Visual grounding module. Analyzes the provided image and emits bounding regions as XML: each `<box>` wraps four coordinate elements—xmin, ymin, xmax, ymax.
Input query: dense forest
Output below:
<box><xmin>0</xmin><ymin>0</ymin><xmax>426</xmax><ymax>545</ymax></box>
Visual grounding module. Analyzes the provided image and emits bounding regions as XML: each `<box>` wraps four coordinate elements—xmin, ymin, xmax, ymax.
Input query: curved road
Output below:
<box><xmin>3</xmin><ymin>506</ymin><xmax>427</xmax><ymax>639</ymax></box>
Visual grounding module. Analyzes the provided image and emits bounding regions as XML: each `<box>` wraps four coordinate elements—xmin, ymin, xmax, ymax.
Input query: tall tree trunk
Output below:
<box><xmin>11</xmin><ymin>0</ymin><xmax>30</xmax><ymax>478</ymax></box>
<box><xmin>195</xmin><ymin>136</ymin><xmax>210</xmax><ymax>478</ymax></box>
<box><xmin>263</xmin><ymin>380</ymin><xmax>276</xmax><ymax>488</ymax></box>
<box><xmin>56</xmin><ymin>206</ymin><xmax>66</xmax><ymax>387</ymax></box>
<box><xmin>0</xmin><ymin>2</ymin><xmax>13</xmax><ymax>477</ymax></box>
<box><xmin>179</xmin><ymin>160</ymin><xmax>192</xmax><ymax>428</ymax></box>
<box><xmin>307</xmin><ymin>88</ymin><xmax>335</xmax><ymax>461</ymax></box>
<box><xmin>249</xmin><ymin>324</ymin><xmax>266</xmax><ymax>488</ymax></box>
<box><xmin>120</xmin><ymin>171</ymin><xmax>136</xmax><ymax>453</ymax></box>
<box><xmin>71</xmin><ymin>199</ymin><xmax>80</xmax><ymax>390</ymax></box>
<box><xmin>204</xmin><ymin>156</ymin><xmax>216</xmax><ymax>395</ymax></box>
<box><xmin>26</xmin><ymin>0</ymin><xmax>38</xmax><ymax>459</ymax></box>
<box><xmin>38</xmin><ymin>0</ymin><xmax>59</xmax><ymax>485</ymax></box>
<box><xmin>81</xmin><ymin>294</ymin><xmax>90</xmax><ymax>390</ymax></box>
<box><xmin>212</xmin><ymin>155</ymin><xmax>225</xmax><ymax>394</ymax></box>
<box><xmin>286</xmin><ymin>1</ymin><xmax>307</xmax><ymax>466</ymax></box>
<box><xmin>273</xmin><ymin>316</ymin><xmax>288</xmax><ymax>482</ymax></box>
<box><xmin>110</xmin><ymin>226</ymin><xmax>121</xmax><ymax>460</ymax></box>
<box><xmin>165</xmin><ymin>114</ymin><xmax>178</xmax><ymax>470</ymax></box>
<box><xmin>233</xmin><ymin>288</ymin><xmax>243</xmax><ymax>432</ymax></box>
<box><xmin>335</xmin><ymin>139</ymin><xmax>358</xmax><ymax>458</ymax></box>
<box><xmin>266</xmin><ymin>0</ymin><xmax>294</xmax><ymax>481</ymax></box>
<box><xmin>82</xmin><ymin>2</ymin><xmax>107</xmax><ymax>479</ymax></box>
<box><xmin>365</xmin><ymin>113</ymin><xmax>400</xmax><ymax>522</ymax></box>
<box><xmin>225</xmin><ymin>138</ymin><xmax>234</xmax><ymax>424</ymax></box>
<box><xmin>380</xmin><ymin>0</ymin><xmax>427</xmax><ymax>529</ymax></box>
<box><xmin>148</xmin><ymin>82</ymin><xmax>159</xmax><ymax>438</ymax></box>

Directions: Reproduce the records above exactly, character for character.

Written solution:
Visual grounding module. Analyzes the provided image and emits bounding regions as XML: each `<box>` wraps four coordinate elements—xmin, ymin, xmax, ymax.
Input query: dense forest
Output below:
<box><xmin>0</xmin><ymin>0</ymin><xmax>426</xmax><ymax>545</ymax></box>
Visual grounding module. Analyzes the provided image and emits bounding regions as XML: each `<box>` wraps four coordinate elements—xmin, ymin, xmax, ymax.
Input query: curved road
Output below:
<box><xmin>3</xmin><ymin>506</ymin><xmax>427</xmax><ymax>639</ymax></box>
Visual grounding module. Analyzes the provided image and emits bounding regions as XML: each `<box>` wraps four coordinate elements—xmin, ymin, xmax, ymax.
Input query: tall tree trunk
Output below:
<box><xmin>11</xmin><ymin>0</ymin><xmax>30</xmax><ymax>478</ymax></box>
<box><xmin>195</xmin><ymin>136</ymin><xmax>210</xmax><ymax>478</ymax></box>
<box><xmin>263</xmin><ymin>380</ymin><xmax>276</xmax><ymax>488</ymax></box>
<box><xmin>56</xmin><ymin>206</ymin><xmax>66</xmax><ymax>387</ymax></box>
<box><xmin>0</xmin><ymin>2</ymin><xmax>13</xmax><ymax>477</ymax></box>
<box><xmin>179</xmin><ymin>160</ymin><xmax>192</xmax><ymax>428</ymax></box>
<box><xmin>307</xmin><ymin>88</ymin><xmax>335</xmax><ymax>461</ymax></box>
<box><xmin>249</xmin><ymin>324</ymin><xmax>266</xmax><ymax>488</ymax></box>
<box><xmin>120</xmin><ymin>171</ymin><xmax>136</xmax><ymax>453</ymax></box>
<box><xmin>71</xmin><ymin>199</ymin><xmax>80</xmax><ymax>390</ymax></box>
<box><xmin>204</xmin><ymin>156</ymin><xmax>216</xmax><ymax>395</ymax></box>
<box><xmin>26</xmin><ymin>0</ymin><xmax>38</xmax><ymax>459</ymax></box>
<box><xmin>38</xmin><ymin>0</ymin><xmax>59</xmax><ymax>485</ymax></box>
<box><xmin>81</xmin><ymin>294</ymin><xmax>90</xmax><ymax>390</ymax></box>
<box><xmin>212</xmin><ymin>155</ymin><xmax>225</xmax><ymax>394</ymax></box>
<box><xmin>286</xmin><ymin>1</ymin><xmax>307</xmax><ymax>466</ymax></box>
<box><xmin>273</xmin><ymin>316</ymin><xmax>288</xmax><ymax>482</ymax></box>
<box><xmin>110</xmin><ymin>226</ymin><xmax>121</xmax><ymax>460</ymax></box>
<box><xmin>165</xmin><ymin>114</ymin><xmax>178</xmax><ymax>470</ymax></box>
<box><xmin>233</xmin><ymin>288</ymin><xmax>243</xmax><ymax>432</ymax></box>
<box><xmin>335</xmin><ymin>139</ymin><xmax>358</xmax><ymax>458</ymax></box>
<box><xmin>266</xmin><ymin>0</ymin><xmax>294</xmax><ymax>481</ymax></box>
<box><xmin>82</xmin><ymin>2</ymin><xmax>107</xmax><ymax>479</ymax></box>
<box><xmin>365</xmin><ymin>113</ymin><xmax>400</xmax><ymax>522</ymax></box>
<box><xmin>225</xmin><ymin>138</ymin><xmax>234</xmax><ymax>424</ymax></box>
<box><xmin>380</xmin><ymin>0</ymin><xmax>427</xmax><ymax>529</ymax></box>
<box><xmin>148</xmin><ymin>82</ymin><xmax>159</xmax><ymax>438</ymax></box>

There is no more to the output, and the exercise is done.